_Extrait choisi_
+++
Zut ! n'ayant pas de nouvelles depuis  3 mois sur cette app tant attendue, je voulais relancer ici pour en avoir... mais le compte de la personne qui l'avait proposé a été supprimé.... Volontairement ou forcé ? Dans tous les cas, dommage... sniff....


----------



## Clembon (8 Avril 2021)

ange a dit:


> Bonjour,
> Je galère depuis des heures pour (re)trouver une app pour iPhone qui me permettrait de faire une photo tout en visualisant une autre photo en semi-transparence. (pour refiare le même cadrage)
> J'en ai trouvé 3 mais qui ne correspondent pas totalement à ce que je cherche :
> 
> ...


Hey, 
désolée de répondre 7 ans plus tard, mais j’ai rencontré le même pbm que toi et j’ai trouvé une solution sur un forum américain : le type d’appli que tu recherchais s’appelle « onion skin camera », il y a plusieurs app sur l’app store qui propose ce service (j’ai pas encore eu le temps de les tester, mais pour l’instant j’ai pris OnionCam2)
+++
_Liste des données_
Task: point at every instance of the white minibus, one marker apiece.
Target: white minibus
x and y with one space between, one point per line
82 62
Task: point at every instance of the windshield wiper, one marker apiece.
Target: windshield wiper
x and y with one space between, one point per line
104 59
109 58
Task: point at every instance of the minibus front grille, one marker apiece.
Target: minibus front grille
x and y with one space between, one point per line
+++
_À faire_
a: Dans le fil de discussion sur l'application photo, quel nom porte le type d'application qui permet de photographier en voyant une autre photo en semi-transparence ?
b: Rédigez la suite du fil de discussion sur l'application photo, en reprenant juste après la dernière phrase.

_Réponses par tâche_
a: Ce type d'application s'appelle « onion skin camera ».

b:
----------



## ange (8 Avril 2021)

Bonjour Clembon,
vaut mieux tard que jamais ;-)

Merci. en effet je n'avais pas pensé à détourner l'utilisation des app de stop motion pour faire ce que je cherche... A voir si adaptable, car ma source est une image existante, et pas sûr que ces app permettent de sélectionner une photo existante comme base.
Note : et dire qu'il y a bien une dizaine d'années, avec mon fils, on avait fait des films en stop motion ! même pas pensé à ce détournement !
Note2 : pour l'instant, la plus proche de mon besoin est toujours "Hieretaujourdhui".... (mais je vais refaire une passe)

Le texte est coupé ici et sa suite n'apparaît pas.